БЕЗ САМОДЕРЖАВИЯ АЗИЯ НЕ ПОЛЮБИТ РОССИЮ
Одно из зданий комплекса императорского дворца в Киото. Современное фото Ирины Бугаевой.

Примечание:

[1] Покушение на Наследника Цесаревича Николая Александровича японским полицейским-фанатиком произошло 29-го апреля (ст.ст.) 1891 г. в небольшом городке Отсу (Оцу) недалеко от Киото.

[2] В ходе первого русского кругосветного плавания на кораблях «Надежда» и «Нева» под командованием И.Ф. Крузенштерна (1803-1806) в страну «восходящего солнца» прибыл первый официальный посол России в Японии, камергер Н.П. Резанов (1864-1807). Корабль «Надежда» прибыл в город Нагасаки 26 сентября 1804 года. Договор с Японией заключить не удалось, и экспедиция вернулась в Петропавловск.

[3] Поводом для организации первого русского посольства в Японию (1792) поручика А. Лаксмана послужило возвращение на родину группы японцев, потерпевших в 1783 г. кораблекрушение около острова Амчитки (Алеутский архипелаг) и спасённых русскими моряками. Задача посольства состояла в том, чтобы вступить в переговоры с японским правительством об установлении добрососедских отношений и торговли между Россией и Японией. Посольство А. Лаксмана не было допущено в столицу Японии Иедо. Переговоры велись с правительственными чиновниками в главном городе о. Хоккайдо. В меру своих сил и возможностей посольство выполнило возложенные на него поручения. Было получено письменное разрешение японских властей на приход одного русского судна в Нагасаки для продолжения переговоров о возможности торговых сношений. В тех исторических условиях это было большим достижением, так как до этого из всех европейских стран только Голландия имела доступ в Нагасаки, единственный открытый для иностранной торговли город Японии.

• _ЦЕЛЬ ЗАДАНИЯ_:
Выведите дословно фрагмент исходного текста: начните с места, где стоят слова «[1] Покушение на», и остановитесь после слов «недалеко от Киото.». Опирайтесь только на исходный текст.

• _ПОДБОРКА МАТЕРИАЛА_:
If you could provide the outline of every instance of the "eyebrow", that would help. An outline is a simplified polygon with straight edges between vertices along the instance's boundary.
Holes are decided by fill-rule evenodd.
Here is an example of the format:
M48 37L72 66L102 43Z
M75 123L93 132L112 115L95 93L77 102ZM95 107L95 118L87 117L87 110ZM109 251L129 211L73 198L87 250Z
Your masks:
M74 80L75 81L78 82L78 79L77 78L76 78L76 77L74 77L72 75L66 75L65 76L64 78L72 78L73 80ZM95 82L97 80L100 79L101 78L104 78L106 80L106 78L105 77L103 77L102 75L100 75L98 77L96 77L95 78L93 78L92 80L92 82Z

• _РЕЗУЛЬТАТ ВЫПОЛНЕНИЯ_:
[1] Покушение на Наследника Цесаревича Николая Александровича японским полицейским-фанатиком произошло 29-го апреля (ст.ст.) 1891 г. в небольшом городке Отсу (Оцу) недалеко от Киото.